PROBLEM
Present every line of the items below as one numbered list, leaving out any blank lines.

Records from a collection

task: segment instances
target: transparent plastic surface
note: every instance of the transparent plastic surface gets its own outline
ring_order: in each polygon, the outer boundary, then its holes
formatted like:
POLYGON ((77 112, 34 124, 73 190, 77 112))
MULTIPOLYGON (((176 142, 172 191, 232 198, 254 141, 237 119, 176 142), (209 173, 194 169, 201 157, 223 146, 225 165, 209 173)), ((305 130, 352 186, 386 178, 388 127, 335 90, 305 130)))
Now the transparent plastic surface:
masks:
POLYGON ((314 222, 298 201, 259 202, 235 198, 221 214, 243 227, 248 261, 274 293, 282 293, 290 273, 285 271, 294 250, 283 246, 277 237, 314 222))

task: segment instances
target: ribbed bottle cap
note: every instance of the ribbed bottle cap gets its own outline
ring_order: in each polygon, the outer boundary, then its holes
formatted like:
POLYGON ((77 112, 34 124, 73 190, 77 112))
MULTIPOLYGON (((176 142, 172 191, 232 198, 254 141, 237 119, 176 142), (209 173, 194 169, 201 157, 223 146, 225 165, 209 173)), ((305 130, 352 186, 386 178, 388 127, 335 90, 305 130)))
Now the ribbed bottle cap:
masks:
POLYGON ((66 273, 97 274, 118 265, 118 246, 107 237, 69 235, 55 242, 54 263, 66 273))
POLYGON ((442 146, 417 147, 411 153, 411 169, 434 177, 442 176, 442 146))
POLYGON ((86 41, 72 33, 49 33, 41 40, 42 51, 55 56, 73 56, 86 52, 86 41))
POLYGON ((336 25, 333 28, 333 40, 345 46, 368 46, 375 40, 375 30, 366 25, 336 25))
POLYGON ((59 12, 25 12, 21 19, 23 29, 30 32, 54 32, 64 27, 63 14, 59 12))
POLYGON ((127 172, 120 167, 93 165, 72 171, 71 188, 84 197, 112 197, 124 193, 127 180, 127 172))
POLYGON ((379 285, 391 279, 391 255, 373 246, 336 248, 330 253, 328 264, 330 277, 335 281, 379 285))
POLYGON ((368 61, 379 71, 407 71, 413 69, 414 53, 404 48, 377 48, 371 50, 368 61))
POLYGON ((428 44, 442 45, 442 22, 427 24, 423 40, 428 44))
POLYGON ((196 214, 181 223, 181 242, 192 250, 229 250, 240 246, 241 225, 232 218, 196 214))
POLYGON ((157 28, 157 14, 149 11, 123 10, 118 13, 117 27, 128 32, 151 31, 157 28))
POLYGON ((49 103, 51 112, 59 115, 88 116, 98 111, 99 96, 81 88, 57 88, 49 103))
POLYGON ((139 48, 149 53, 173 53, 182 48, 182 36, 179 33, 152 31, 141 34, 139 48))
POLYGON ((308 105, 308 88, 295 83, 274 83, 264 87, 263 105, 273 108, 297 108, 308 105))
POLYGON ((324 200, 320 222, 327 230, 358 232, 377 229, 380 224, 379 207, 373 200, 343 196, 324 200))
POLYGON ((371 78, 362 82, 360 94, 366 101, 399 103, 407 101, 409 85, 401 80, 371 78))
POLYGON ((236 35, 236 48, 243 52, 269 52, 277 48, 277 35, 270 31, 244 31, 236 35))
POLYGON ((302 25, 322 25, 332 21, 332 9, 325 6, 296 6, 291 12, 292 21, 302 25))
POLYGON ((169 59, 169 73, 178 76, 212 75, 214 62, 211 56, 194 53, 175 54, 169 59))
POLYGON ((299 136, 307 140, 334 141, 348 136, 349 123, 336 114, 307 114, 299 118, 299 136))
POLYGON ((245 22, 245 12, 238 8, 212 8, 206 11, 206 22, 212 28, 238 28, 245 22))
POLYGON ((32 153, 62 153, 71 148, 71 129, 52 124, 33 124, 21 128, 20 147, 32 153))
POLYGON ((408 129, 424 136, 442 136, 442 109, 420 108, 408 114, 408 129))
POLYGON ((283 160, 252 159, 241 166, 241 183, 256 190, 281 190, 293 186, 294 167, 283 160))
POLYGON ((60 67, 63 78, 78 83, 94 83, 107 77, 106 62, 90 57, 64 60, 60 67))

THE SOLUTION
1. task: segment instances
2. target: transparent plastic surface
3. note: every instance of the transparent plastic surface gets its own outline
4. ring_order: in each polygon, the outer boundary, then its holes
5. formatted like:
6. POLYGON ((77 112, 34 124, 73 190, 77 112))
7. MULTIPOLYGON (((176 142, 172 191, 232 198, 254 141, 237 119, 176 142), (209 173, 194 169, 201 157, 223 146, 225 165, 209 173)), ((305 130, 352 186, 386 178, 388 127, 335 90, 305 130)))
8. Now the transparent plastic surface:
9. masks:
10. POLYGON ((314 222, 298 201, 259 202, 235 198, 221 214, 243 227, 248 261, 274 293, 282 293, 290 273, 285 271, 294 250, 283 246, 277 237, 314 222))
11. task: segment instances
12. target: ribbed bottle cap
13. note: every instance of the ribbed bottle cap gets its own outline
14. ring_order: in each polygon, the outer boundary, then its holes
15. formatted like:
16. POLYGON ((77 112, 34 124, 73 190, 77 112))
17. MULTIPOLYGON (((176 142, 172 191, 232 198, 254 141, 237 119, 176 142), (209 173, 194 169, 201 157, 223 146, 225 165, 209 173)), ((305 130, 352 186, 386 178, 388 127, 335 90, 305 130)))
18. Now the ribbed bottle cap:
19. masks:
20. POLYGON ((66 273, 97 274, 118 265, 118 246, 107 237, 69 235, 55 242, 54 263, 66 273))
21. POLYGON ((442 146, 417 147, 411 153, 411 169, 434 177, 442 176, 442 146))
22. POLYGON ((86 41, 72 33, 49 33, 41 40, 42 51, 55 56, 73 56, 86 52, 86 41))
23. POLYGON ((336 25, 333 28, 333 40, 345 46, 368 46, 375 40, 375 30, 366 25, 336 25))
24. POLYGON ((59 12, 25 12, 21 19, 23 29, 30 32, 54 32, 64 27, 63 14, 59 12))
25. POLYGON ((127 172, 120 167, 93 165, 72 171, 71 188, 84 197, 112 197, 124 193, 127 180, 127 172))
26. POLYGON ((379 285, 391 279, 391 255, 373 246, 336 248, 330 253, 328 264, 330 277, 335 281, 379 285))
27. POLYGON ((368 61, 379 71, 407 71, 413 69, 414 53, 404 48, 377 48, 371 50, 368 61))
28. POLYGON ((428 44, 442 45, 442 22, 427 24, 423 40, 428 44))
29. POLYGON ((196 214, 181 223, 181 242, 192 250, 229 250, 240 246, 241 225, 232 218, 196 214))
30. POLYGON ((157 28, 157 14, 149 11, 123 10, 118 13, 117 27, 128 32, 151 31, 157 28))
31. POLYGON ((49 103, 51 112, 59 115, 88 116, 98 111, 99 96, 81 88, 57 88, 49 103))
32. POLYGON ((139 48, 149 53, 173 53, 182 48, 182 36, 179 33, 152 31, 141 34, 139 48))
33. POLYGON ((308 105, 308 88, 295 83, 274 83, 264 87, 263 105, 273 108, 297 108, 308 105))
34. POLYGON ((324 200, 320 222, 327 230, 358 232, 377 229, 380 224, 379 207, 373 200, 343 196, 324 200))
35. POLYGON ((371 78, 362 82, 360 94, 366 101, 399 103, 407 101, 409 85, 401 80, 371 78))
36. POLYGON ((236 35, 236 48, 243 52, 269 52, 277 48, 277 35, 270 31, 244 31, 236 35))
37. POLYGON ((302 25, 322 25, 332 21, 332 9, 325 6, 296 6, 291 12, 292 21, 302 25))
38. POLYGON ((169 59, 169 73, 178 76, 212 75, 214 62, 211 56, 194 53, 175 54, 169 59))
39. POLYGON ((299 136, 307 140, 334 141, 348 136, 349 123, 336 114, 307 114, 299 118, 299 136))
40. POLYGON ((245 22, 245 12, 238 8, 212 8, 206 11, 206 22, 212 28, 238 28, 245 22))
41. POLYGON ((32 153, 62 153, 71 148, 71 129, 52 124, 33 124, 21 128, 20 147, 32 153))
42. POLYGON ((408 129, 424 136, 442 136, 442 109, 420 108, 408 114, 408 129))
43. POLYGON ((283 160, 252 159, 241 166, 241 183, 256 190, 281 190, 293 186, 294 167, 283 160))
44. POLYGON ((60 67, 63 78, 78 83, 94 83, 107 77, 106 62, 90 57, 64 60, 60 67))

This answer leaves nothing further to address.